-- Start of RECORDED DATA --
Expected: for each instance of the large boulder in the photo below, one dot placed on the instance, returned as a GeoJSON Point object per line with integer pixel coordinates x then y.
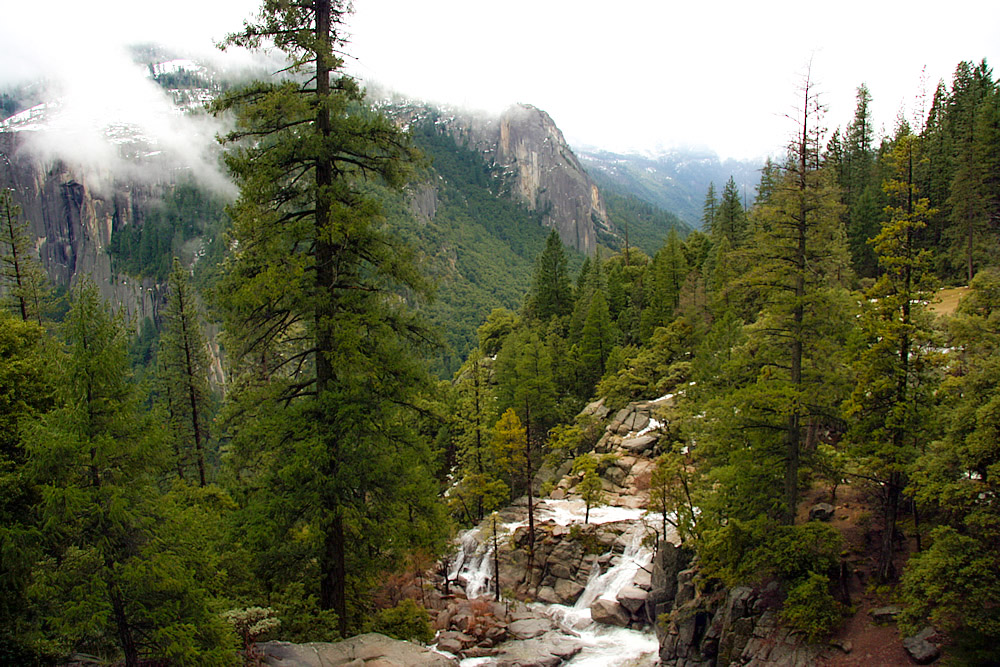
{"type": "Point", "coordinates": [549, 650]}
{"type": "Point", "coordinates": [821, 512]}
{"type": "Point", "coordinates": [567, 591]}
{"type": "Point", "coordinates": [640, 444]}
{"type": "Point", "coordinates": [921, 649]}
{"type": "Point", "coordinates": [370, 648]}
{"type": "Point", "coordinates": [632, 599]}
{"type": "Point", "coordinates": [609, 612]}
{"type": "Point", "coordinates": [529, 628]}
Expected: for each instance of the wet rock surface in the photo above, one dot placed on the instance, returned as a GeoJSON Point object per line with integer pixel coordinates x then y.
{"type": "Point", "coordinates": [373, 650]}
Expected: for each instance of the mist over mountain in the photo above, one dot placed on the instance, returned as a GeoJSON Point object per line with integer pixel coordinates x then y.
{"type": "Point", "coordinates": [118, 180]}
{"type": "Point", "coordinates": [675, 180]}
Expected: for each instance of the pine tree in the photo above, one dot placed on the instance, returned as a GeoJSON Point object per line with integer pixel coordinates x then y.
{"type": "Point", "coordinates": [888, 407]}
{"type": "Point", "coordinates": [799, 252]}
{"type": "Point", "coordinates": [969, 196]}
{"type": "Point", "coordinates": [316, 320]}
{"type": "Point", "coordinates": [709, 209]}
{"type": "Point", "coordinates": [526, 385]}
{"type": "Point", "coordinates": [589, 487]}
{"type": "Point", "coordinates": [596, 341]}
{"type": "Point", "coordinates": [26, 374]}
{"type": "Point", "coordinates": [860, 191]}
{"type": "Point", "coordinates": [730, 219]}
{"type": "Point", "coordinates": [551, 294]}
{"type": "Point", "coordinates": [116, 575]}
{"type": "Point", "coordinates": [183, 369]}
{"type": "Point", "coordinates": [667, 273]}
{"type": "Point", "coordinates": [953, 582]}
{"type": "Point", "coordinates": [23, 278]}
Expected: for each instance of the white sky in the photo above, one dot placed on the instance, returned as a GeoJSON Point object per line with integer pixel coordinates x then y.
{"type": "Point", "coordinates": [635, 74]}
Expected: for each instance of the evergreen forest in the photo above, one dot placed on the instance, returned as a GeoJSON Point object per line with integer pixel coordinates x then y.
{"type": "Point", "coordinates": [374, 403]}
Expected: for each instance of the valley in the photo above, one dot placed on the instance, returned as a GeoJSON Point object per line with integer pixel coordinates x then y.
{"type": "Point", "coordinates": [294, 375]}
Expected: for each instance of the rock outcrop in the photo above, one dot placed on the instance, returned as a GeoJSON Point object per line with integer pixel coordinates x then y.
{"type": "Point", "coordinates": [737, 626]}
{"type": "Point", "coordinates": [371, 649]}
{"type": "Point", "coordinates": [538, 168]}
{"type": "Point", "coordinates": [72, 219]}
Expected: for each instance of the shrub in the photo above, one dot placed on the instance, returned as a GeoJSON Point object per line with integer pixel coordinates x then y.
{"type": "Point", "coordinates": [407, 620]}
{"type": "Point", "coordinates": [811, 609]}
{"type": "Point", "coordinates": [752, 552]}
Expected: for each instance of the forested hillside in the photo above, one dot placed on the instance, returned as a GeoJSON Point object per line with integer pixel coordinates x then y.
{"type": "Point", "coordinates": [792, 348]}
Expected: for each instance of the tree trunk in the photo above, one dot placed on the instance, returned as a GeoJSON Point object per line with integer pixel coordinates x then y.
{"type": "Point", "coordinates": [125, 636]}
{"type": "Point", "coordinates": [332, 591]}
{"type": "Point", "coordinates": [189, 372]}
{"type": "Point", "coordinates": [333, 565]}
-- End of RECORDED DATA --
-- Start of RECORDED DATA --
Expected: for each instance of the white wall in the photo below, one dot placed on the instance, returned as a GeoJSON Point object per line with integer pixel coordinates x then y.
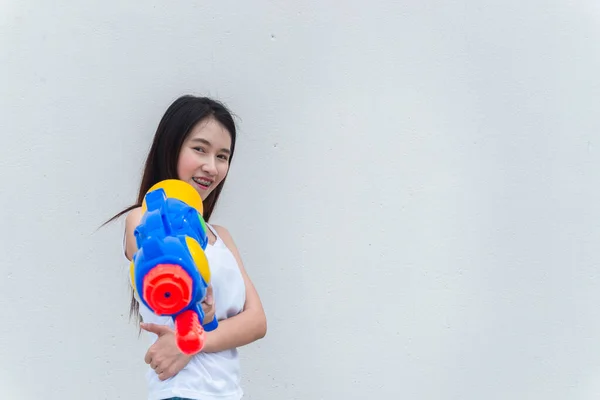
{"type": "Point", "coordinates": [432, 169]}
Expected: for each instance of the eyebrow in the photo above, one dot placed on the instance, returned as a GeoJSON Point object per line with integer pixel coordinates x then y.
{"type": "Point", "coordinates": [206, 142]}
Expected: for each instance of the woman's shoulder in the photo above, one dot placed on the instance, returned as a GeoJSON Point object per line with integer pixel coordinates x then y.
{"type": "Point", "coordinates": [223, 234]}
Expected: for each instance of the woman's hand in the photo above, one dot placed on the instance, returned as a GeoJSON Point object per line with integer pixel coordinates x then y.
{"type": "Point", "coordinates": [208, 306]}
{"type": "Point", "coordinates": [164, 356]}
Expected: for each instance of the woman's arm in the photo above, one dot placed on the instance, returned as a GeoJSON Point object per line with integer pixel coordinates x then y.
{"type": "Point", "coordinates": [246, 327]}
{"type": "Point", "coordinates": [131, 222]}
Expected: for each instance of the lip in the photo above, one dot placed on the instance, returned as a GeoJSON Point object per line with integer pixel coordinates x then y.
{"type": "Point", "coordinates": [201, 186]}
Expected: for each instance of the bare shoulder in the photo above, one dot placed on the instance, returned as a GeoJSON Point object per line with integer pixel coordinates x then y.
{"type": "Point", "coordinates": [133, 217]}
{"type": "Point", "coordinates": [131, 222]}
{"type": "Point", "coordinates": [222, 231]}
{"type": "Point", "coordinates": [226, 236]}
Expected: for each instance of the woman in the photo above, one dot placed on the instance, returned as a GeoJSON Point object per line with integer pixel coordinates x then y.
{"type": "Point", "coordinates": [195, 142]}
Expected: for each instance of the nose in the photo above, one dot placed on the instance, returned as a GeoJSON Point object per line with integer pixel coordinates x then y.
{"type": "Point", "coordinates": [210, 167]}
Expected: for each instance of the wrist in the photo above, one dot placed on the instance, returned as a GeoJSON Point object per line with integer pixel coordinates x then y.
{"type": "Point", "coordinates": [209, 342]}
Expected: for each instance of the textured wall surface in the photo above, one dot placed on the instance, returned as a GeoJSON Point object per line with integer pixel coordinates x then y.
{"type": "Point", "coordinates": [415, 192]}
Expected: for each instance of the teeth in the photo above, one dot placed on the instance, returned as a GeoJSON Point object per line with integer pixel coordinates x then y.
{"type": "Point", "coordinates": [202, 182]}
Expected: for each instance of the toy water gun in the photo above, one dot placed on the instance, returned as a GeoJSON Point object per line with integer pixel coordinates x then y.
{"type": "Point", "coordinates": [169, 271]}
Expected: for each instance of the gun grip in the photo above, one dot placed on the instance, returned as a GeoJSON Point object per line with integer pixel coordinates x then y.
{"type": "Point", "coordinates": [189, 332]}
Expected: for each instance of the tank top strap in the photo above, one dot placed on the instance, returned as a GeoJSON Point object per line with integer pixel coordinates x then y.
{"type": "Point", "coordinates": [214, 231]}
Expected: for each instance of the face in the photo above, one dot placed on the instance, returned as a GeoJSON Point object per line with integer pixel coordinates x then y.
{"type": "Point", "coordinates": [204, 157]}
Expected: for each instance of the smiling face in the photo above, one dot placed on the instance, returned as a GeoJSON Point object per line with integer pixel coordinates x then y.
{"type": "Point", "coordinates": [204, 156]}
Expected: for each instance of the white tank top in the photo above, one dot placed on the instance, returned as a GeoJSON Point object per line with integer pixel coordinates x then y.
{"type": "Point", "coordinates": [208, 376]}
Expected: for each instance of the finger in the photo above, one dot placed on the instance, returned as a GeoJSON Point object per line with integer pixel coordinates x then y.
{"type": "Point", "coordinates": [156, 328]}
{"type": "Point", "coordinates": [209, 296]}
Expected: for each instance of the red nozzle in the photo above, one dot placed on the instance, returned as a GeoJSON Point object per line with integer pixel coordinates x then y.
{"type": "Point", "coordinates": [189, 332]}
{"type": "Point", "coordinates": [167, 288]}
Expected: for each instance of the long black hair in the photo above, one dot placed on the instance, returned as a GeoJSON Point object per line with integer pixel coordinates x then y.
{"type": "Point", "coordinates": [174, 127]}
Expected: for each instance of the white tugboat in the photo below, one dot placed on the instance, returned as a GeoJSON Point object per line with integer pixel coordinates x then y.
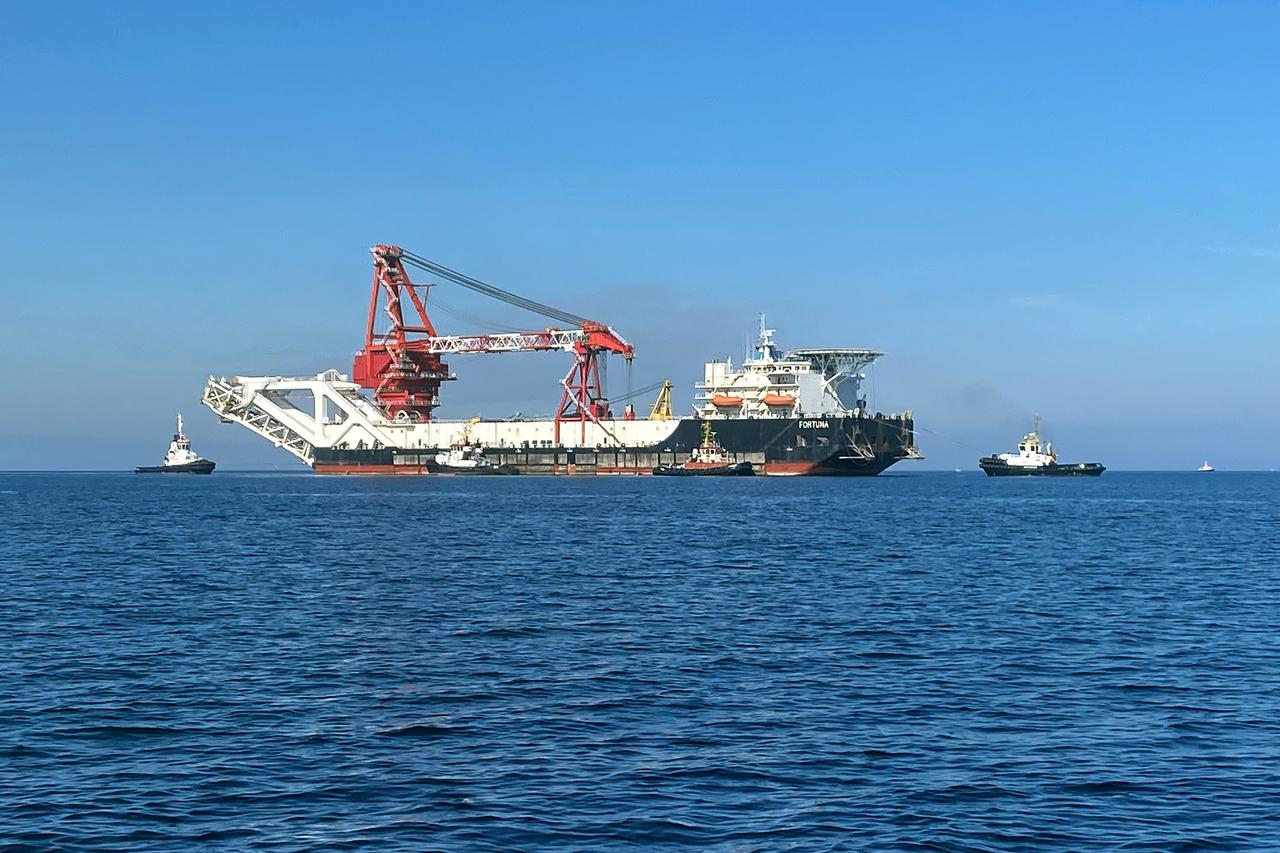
-- End of RECORDED DATA --
-- Start of RECORDED DATA --
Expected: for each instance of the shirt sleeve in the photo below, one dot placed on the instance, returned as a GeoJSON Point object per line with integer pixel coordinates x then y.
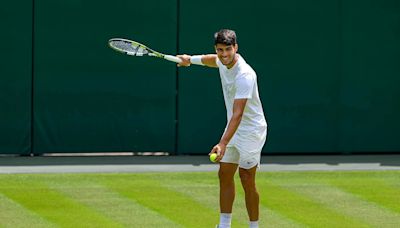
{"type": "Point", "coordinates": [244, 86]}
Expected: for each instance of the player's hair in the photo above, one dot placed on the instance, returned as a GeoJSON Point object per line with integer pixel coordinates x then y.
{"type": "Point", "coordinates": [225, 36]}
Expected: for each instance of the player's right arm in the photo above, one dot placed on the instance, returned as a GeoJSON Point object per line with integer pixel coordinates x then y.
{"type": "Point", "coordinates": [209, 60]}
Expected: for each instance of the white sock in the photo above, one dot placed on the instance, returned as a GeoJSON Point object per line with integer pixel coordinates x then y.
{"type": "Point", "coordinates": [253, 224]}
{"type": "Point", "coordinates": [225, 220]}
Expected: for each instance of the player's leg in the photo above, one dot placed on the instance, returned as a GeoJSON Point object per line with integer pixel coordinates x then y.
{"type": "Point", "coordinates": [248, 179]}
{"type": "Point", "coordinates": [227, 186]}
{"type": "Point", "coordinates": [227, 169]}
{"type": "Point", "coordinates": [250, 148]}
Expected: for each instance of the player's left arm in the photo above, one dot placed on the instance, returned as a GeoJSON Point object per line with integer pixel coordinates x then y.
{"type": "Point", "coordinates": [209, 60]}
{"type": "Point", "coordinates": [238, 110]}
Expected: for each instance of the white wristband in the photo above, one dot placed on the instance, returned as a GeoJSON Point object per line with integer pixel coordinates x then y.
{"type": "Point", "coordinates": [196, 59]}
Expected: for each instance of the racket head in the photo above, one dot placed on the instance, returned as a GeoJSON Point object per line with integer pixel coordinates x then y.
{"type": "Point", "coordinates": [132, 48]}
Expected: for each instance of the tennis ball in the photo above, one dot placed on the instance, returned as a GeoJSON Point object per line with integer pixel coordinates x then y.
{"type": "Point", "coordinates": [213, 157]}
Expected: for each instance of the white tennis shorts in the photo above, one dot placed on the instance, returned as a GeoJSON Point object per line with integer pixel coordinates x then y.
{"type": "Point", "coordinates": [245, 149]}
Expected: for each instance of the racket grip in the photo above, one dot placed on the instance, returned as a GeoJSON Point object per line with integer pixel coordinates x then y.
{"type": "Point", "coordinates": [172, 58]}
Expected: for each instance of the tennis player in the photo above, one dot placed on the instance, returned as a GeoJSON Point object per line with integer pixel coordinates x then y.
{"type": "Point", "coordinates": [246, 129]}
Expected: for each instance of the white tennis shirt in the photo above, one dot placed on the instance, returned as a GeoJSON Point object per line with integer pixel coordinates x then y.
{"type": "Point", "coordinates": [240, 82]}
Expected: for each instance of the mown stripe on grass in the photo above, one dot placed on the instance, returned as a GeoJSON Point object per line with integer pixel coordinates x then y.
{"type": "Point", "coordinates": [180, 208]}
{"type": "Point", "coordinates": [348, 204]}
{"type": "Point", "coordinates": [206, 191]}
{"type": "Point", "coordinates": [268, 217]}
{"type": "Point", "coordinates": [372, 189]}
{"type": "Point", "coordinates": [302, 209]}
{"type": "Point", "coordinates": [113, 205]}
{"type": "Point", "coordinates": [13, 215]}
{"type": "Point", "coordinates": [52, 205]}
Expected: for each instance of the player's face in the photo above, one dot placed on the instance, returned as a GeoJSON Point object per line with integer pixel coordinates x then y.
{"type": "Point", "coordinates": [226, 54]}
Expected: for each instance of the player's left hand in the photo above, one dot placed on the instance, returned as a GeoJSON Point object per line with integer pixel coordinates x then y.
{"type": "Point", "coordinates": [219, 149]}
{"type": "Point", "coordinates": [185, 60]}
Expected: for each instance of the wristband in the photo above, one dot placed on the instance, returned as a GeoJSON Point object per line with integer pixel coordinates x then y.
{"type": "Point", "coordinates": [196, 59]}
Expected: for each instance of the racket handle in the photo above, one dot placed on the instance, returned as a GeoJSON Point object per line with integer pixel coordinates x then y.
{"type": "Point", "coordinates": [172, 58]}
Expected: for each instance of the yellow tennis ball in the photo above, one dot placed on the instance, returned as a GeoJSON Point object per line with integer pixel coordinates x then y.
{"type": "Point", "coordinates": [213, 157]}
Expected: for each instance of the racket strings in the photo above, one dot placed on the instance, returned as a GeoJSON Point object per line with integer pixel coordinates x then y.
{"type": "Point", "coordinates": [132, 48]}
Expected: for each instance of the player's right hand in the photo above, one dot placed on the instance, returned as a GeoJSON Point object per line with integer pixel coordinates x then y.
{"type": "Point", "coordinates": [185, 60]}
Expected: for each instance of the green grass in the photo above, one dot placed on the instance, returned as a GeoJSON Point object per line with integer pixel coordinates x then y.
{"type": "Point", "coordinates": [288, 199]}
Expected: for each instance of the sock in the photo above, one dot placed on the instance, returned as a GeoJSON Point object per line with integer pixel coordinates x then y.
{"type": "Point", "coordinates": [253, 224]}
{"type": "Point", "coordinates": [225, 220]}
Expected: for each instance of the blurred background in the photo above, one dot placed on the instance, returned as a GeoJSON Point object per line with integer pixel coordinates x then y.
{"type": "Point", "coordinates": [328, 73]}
-- End of RECORDED DATA --
:: THE EXERCISE ::
List every line in the rows above that contains the word "shirt", copying each line in full.

:: OUTPUT OF THE EXERCISE ::
Expected: for each instance of the shirt sleeve in the photo below, one dot placed on the instance, returned as a GeoJSON Point object per line with integer pixel coordinates x then y.
Expected: for each instance of the white tennis shirt in the photo above, one dot placed on the instance, returned as a GeoJSON Point object per line with integer pixel coordinates x then y.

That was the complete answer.